### [Daftar Tugas]
**1)** Ubah bagian pernyataan tentang hak asasi manusia di Indonesia antara "AHRC-STM-190-2011-ID" dan "Indonesia tahun 2011.", termasuk kedua batasnya, dengan mengganti "Asian Human Rights Commission" menjadi "Komisi Hak Asasi Manusia Asia", lalu tuliskan hasilnya.
**2)** Lanjutkan pernyataan tentang hak asasi manusia di Indonesia mulai setelah kalimat terakhir yang tercantum.

### [Teks Sumber]
INDONESIA: Hak Asasi Manusia tahun 2011 –
Lunturnya Pancasila dan Perlindungan Konstitusional


December 8, 2011
Share |

EnglishUNTUK PUBLIKASI
SEGERA

AHRC-STM-190-2011-ID
8 Desember,
2011

Sebuah pernyataan dari
Asian Human Rights Commission dalam rangka hari Hak Asasi Manusia Internasional,
10 Desember 2011

INDONESIA: Hak Asasi Manusia tahun 2011
– Lunturnya Pancasila dan Perlindungan Konstitusional

Dalam rangka hari Hak
Asasi Manusia Internasional, 10 Desember 2011, AHRC menerbitkan laporan tahunan
mengenai Hak Asasi Manusia di Indonesia tahun 2011.

Laporan
lengkap akan tersedia untuk diunduh pada http://www.humanrights.asia/resources/hrreport/2011/AHRC-SPR-006-2011/view.

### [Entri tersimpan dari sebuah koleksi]
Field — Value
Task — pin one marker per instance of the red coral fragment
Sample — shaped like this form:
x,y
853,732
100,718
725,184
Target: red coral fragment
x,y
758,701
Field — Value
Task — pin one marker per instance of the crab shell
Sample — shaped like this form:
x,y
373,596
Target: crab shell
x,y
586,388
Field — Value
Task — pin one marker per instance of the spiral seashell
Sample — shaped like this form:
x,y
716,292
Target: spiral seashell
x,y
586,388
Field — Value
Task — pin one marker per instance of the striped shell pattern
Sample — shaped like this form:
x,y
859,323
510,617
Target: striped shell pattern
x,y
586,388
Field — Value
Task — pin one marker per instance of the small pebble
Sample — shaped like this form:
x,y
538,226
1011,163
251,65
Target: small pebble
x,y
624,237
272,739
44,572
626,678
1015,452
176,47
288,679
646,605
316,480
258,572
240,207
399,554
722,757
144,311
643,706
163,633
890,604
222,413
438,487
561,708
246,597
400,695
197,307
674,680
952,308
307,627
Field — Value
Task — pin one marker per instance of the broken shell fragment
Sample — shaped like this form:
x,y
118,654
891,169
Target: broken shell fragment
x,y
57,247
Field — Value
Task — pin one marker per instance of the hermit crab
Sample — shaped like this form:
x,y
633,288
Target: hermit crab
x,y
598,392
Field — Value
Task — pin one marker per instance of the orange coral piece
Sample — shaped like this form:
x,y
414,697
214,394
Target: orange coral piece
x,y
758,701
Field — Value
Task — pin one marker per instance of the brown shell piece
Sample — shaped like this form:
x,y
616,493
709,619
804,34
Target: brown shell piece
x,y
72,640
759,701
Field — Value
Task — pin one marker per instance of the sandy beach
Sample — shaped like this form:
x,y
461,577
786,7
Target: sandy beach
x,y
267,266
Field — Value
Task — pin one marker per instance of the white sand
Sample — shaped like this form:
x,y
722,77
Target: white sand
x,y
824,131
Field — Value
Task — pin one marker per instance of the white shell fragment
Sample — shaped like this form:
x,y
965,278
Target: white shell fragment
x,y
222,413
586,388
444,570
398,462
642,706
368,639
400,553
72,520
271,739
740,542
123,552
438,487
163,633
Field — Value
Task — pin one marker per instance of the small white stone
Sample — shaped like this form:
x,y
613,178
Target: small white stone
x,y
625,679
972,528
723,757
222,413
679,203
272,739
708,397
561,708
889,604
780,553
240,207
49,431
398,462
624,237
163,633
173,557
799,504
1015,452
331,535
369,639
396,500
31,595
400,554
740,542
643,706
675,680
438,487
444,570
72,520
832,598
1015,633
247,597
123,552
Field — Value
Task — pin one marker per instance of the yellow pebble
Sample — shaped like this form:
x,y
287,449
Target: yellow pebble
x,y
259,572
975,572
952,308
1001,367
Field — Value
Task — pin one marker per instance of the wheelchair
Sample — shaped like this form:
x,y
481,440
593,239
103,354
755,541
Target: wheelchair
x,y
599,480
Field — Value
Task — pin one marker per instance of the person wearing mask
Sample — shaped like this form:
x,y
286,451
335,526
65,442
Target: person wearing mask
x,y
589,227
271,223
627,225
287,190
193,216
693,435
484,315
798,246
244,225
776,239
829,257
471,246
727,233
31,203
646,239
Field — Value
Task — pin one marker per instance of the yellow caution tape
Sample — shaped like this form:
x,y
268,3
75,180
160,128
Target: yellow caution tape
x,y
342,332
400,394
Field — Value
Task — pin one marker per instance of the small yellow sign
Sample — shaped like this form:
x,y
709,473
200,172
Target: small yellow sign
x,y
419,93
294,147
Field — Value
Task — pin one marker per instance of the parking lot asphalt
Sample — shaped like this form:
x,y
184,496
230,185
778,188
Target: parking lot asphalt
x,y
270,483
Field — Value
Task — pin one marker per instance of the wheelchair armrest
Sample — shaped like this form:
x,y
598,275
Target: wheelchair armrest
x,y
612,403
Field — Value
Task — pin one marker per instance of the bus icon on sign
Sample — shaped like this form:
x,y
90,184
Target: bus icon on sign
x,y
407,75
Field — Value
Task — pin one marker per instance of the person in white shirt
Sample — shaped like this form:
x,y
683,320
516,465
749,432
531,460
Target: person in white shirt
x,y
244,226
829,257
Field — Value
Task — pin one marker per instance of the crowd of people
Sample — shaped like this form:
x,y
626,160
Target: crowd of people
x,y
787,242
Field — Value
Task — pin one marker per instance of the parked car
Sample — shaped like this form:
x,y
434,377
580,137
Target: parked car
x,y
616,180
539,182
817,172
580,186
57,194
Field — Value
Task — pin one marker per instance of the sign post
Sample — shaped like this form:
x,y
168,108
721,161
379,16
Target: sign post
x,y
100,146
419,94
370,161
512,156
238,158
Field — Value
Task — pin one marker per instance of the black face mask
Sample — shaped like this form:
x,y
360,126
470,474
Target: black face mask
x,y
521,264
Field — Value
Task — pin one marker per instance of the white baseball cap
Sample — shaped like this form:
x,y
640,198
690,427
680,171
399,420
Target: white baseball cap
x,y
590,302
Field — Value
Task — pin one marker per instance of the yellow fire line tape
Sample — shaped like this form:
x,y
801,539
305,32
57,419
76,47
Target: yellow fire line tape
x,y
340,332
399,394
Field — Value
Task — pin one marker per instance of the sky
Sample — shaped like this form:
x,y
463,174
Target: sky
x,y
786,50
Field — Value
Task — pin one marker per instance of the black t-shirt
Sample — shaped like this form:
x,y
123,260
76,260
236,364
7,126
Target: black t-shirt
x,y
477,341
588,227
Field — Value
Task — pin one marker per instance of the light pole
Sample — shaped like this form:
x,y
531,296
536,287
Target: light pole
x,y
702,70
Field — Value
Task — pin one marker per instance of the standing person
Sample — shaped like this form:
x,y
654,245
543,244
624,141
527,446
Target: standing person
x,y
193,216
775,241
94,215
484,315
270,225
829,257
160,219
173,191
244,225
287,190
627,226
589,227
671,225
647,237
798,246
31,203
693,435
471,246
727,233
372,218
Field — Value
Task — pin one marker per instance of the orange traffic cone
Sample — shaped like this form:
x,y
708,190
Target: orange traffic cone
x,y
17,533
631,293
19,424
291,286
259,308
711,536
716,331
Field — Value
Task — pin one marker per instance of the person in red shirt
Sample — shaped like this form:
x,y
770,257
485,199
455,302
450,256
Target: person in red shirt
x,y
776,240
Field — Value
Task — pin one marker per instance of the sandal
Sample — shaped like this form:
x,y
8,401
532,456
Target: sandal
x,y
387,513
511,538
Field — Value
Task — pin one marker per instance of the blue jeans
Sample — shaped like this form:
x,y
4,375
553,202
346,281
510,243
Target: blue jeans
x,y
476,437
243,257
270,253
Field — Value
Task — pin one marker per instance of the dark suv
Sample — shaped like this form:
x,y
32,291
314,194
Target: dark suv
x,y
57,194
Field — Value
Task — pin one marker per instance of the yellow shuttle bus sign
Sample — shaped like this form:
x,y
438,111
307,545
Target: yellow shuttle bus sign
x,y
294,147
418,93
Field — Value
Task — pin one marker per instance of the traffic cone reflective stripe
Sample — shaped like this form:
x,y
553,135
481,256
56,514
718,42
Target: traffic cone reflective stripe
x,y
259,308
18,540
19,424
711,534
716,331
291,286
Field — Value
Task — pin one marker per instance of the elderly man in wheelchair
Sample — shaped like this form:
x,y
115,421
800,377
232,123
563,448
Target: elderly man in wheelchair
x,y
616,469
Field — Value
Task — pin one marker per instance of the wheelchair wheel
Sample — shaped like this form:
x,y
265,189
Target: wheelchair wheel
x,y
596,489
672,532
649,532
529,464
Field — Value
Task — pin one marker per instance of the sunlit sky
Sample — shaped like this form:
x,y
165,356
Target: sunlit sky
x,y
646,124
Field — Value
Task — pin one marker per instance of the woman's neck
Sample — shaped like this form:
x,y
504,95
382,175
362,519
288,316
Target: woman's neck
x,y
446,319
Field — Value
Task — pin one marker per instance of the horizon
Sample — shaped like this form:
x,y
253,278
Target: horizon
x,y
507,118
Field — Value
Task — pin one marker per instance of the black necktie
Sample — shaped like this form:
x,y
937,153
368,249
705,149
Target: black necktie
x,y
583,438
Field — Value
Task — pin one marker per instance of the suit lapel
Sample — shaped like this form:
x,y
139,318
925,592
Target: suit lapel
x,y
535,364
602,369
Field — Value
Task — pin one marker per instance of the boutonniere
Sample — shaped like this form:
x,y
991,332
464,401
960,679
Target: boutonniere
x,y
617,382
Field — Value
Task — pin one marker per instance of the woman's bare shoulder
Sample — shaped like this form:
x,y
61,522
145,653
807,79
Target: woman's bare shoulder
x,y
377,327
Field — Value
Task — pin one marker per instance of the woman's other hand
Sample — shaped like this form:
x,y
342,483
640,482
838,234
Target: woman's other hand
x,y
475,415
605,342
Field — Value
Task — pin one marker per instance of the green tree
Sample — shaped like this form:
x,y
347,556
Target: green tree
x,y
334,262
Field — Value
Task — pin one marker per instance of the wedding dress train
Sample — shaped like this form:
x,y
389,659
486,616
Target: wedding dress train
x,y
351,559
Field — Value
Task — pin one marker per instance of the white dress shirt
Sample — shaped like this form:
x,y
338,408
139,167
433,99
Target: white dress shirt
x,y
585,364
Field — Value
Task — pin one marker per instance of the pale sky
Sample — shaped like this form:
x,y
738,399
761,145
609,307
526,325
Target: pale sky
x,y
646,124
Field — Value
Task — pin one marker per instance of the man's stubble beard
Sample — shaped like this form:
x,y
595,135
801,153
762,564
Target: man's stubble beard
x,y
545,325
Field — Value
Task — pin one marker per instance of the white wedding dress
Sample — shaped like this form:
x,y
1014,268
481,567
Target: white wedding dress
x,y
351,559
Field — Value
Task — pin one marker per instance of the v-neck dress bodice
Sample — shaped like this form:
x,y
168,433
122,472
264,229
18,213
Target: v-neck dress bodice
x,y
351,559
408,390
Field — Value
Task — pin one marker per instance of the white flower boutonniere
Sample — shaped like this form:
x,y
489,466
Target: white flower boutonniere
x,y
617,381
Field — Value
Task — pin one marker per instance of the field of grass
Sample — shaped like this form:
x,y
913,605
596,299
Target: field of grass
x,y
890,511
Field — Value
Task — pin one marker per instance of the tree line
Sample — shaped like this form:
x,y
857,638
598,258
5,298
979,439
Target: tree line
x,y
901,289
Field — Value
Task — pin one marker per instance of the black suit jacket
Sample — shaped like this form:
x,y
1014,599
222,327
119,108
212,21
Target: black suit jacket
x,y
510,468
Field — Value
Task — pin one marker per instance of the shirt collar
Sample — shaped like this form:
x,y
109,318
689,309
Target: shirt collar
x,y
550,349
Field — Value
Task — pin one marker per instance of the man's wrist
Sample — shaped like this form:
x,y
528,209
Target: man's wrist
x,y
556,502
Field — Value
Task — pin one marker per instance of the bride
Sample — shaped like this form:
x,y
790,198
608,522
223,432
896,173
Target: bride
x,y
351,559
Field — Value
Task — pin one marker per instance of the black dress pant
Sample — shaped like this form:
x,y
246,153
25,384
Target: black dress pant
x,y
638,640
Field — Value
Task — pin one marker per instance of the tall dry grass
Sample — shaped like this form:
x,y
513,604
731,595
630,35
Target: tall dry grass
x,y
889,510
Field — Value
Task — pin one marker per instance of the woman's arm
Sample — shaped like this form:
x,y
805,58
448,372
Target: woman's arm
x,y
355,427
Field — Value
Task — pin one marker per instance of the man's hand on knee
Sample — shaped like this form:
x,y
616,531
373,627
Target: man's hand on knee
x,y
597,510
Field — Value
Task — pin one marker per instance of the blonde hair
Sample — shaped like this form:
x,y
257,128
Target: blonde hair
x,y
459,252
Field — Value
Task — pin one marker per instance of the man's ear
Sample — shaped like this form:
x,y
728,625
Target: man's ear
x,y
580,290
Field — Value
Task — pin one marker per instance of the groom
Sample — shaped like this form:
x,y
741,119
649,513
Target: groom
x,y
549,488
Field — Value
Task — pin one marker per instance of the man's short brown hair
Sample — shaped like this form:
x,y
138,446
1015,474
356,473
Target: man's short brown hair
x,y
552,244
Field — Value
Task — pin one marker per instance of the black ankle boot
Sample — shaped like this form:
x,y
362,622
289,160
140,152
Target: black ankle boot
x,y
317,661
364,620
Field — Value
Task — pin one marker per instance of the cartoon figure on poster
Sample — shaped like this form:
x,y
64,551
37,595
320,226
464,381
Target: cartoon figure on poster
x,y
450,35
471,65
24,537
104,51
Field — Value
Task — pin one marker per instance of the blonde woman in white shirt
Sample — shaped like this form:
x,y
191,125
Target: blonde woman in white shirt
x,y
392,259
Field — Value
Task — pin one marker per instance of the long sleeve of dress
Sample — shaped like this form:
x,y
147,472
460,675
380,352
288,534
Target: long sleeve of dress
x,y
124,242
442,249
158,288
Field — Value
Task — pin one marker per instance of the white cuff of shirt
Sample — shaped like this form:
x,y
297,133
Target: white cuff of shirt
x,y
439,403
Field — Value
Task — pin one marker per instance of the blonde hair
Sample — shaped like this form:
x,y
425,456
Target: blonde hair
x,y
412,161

### [Hasil Berurutan]
**1)**
AHRC-STM-190-2011-ID
8 Desember,
2011

Sebuah pernyataan dari
Komisi Hak Asasi Manusia Asia dalam rangka hari Hak Asasi Manusia Internasional,
10 Desember 2011

INDONESIA: Hak Asasi Manusia tahun 2011
– Lunturnya Pancasila dan Perlindungan Konstitusional

Dalam rangka hari Hak
Asasi Manusia Internasional, 10 Desember 2011, AHRC menerbitkan laporan tahunan
mengenai Hak Asasi Manusia di Indonesia tahun 2011.

**2)**
Pada tahun 2011, Asian Human Rights Commission (AHRC) telah
menyaksikan merosotnya situasi hak asasi manusia di Indonesia khususnya dalam
segi kebebasan beragama serta peran dan akuntabilitas lembaga peradilan terhadap
kekerasan yang dilakukan oleh aparat keamanan. Laporan ini, yang didasarkan pada
kerja dokumentasi dan monitoring AHRC, menunjukkan bahwa Indonesia masih
mengalami pelanggaran hak asasi manusia berat dan kurangnya rule of
law
. Minimnya pencegahan yang efektif dan langkah hukum yang ditempuh oleh
aparat penegak hukum terhadap kelompok fundamentalis menunjukkan ketidakmampuan
Negara untuk menjamin hak asasi manusia yang paling mendasar seperti hak untuk
hidup dan hak untuk kebebasan berpikir, berkeyakinan dan beragama.

Dasar
negara, seperti Pancasila yang merupakan wujud satu dalam keberagaman dan hak
asasi manusia yang paling mendasar menjadi luntur, seperti terlihat dari
minimnya tanggapan Negara terhadap lunturnya keberagaman dan kemajemukan agama.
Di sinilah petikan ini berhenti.